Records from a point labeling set
----

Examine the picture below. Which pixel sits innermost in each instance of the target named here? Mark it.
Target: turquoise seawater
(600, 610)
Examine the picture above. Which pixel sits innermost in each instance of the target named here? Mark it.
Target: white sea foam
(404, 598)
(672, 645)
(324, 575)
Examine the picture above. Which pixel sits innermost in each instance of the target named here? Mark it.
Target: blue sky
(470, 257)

----

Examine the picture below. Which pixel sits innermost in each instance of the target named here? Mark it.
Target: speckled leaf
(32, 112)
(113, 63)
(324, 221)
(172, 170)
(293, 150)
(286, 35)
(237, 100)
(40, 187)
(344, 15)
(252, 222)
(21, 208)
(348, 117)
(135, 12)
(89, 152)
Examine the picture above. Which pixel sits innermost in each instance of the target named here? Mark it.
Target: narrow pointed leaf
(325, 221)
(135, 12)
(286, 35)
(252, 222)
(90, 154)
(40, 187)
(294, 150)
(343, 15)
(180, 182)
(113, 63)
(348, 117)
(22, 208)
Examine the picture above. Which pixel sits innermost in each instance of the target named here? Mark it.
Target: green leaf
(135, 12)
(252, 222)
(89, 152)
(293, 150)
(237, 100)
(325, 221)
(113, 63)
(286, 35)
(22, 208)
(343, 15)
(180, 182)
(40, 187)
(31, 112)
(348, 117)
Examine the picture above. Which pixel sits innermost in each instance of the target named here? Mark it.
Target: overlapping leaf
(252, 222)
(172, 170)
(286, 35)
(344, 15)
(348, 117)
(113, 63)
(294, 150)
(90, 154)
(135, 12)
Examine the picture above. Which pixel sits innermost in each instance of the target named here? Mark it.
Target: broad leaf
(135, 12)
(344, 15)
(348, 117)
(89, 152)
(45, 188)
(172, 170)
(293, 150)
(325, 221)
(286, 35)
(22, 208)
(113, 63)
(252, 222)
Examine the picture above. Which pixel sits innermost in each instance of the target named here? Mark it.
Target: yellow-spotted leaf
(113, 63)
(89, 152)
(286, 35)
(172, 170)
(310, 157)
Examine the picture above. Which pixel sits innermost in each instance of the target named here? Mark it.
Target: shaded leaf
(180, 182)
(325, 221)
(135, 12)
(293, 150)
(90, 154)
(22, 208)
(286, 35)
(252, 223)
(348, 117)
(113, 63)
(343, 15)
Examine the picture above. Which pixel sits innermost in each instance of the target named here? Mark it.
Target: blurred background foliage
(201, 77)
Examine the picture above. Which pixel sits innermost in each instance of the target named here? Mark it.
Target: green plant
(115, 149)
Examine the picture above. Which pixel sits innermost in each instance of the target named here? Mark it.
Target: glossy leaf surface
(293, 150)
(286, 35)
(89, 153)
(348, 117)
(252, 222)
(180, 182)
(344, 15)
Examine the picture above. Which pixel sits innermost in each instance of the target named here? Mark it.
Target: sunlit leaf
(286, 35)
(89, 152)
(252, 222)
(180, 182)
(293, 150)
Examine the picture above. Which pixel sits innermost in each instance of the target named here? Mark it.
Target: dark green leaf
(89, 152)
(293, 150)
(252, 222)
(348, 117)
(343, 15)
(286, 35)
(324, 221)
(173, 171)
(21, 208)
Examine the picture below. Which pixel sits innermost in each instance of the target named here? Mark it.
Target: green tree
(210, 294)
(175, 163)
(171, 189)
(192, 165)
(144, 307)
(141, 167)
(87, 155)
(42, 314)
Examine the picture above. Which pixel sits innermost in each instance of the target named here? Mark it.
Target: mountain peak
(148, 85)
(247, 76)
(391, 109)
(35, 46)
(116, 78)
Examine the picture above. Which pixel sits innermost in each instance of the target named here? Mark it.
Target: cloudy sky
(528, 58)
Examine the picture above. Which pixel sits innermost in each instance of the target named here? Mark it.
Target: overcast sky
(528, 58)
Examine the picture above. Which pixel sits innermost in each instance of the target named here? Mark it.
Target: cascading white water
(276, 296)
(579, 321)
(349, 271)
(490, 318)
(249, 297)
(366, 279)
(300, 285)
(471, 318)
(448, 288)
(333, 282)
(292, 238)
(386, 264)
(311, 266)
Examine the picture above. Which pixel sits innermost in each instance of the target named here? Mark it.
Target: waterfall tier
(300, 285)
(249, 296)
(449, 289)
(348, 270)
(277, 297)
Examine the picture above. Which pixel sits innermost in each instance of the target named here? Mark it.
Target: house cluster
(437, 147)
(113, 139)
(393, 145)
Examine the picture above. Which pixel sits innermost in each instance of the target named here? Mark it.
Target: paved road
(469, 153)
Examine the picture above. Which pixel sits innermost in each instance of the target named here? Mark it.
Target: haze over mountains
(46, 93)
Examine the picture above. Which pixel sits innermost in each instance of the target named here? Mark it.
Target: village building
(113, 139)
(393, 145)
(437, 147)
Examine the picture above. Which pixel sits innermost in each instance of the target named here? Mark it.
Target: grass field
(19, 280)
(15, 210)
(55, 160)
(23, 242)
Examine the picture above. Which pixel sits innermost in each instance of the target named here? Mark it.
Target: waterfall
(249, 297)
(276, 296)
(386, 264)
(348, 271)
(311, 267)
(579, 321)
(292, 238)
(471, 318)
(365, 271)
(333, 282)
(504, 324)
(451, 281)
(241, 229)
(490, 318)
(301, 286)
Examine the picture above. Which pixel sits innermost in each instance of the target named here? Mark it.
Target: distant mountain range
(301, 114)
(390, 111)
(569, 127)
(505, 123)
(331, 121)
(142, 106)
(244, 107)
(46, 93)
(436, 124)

----

### Your task
Extract every line of the items that contains the word "green".

### Solution
Target: green leaf
Target: green plant
Target: dark green leaf
Target: green tree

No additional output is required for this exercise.